=== VORLIEGENDER TEXT ===
━━━━━━━━

Die VVN-BdA: ein trojanisches Pferd für das Engagement gegen Rechtextremismus

von Rudolf van Hüllen

 

“Das Verbot wäre ja erst der Anfang”, erwidert der freundliche Betreuer des Standes der “Vereinigung der Verfolgten des Naziregimes – Bund der Antifaschistinnen und Antifaschisten” (VVN-BdA) auf dem Pressefest der DKP (19.-21. Juni in Dortmund). Der Besucher hatte zur Kampagne „nonpd“ der VVN-BdA kritisch angemerkt, dass man mit einfachen Organisationsverboten rechtsextremistisches Denken nicht aus den Köpfen heraus bekomme. Und der VVN-Mann hat auf gewissermaßen dialektische Weise Recht: Seine Organisation hatte immer weiter gehende Ziele als die Bekämpfung des Rechtsextremismus. Genauer gesagt: Sie definierte diese Ziele ganz unabhängig vom Rechtsextremismus. Als jahrzehntelang wichtigste Vorfeld- und Bündnisorganisation der KPD und später der DKP ging es ihr um die Einführung des „realen Sozialismus“ in der Bundesrepublik. Heinrich Potthoff hat in dieser Zeitschrift im September 1998 unter der Überschrift „Schein und Sein der VVN“ eindrucksvoll beschrieben, wie die von der SED mit jährlichen Millionenzuwendungen ausgestattete Organisation es auch nach 1989 nicht schaffte, vom stalinistisch geprägten Sozialismusmodell loszukommen. Sein Fazit: Für Menschen, die sich aus demokratischer Gesinnung gegen Gewaltherrschaft und extremistische Versuchungen stellen, ist sie kein Partner. Über ein Jahrzehnt ist vergangen. Wie stellt sich die Organisation, die nach wie vor ungerührt beansprucht, die größte antifaschistische Vereinigung in Deutschland zu sein, heute dar?

━━━━━━━━

=== ZIEL DER AUFGABE ===
Wann und in welcher Stadt fand laut dem Beitrag über die VVN-BdA das Pressefest der DKP statt? Die Datensätze sind hierfür ohne Belang.

Fotobasierte Daten zur Punktbeschriftung:
━━━━━━━━

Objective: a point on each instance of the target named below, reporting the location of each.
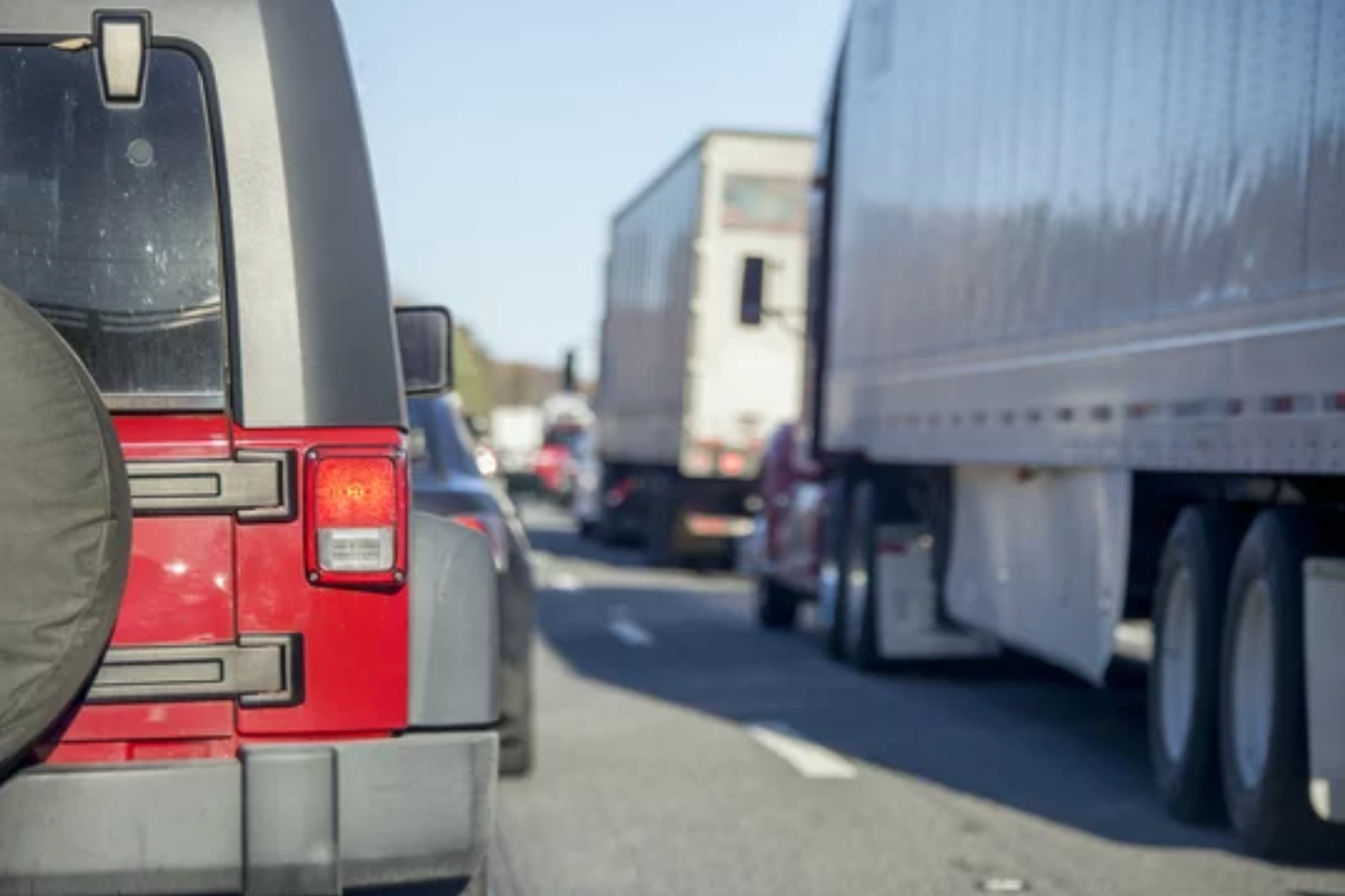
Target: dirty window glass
(110, 223)
(766, 204)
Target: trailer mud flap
(1323, 678)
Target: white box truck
(1078, 356)
(701, 345)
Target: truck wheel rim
(1177, 666)
(1254, 683)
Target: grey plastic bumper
(296, 820)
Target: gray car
(445, 481)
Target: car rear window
(110, 223)
(451, 445)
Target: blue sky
(504, 133)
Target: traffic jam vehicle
(233, 660)
(701, 326)
(1075, 359)
(447, 481)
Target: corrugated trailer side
(646, 320)
(1084, 315)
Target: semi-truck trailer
(1076, 356)
(701, 345)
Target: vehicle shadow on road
(1012, 730)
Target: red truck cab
(794, 505)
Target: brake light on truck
(356, 517)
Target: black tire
(837, 550)
(1193, 572)
(1272, 815)
(860, 630)
(661, 526)
(65, 528)
(777, 607)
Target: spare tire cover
(65, 528)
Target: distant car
(787, 564)
(447, 481)
(587, 490)
(553, 462)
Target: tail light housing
(356, 517)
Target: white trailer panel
(1101, 234)
(680, 369)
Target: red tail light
(356, 517)
(730, 463)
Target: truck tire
(1188, 618)
(661, 526)
(1264, 718)
(65, 528)
(860, 631)
(777, 607)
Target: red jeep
(299, 691)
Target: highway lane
(685, 751)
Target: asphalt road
(685, 751)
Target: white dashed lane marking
(806, 758)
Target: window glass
(110, 221)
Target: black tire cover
(65, 528)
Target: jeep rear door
(110, 227)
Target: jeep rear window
(110, 223)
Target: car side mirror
(425, 337)
(752, 296)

━━━━━━━━

=== ANTWORT ZUR AUFGABE ===
Vom 19. bis 21. Juni in Dortmund.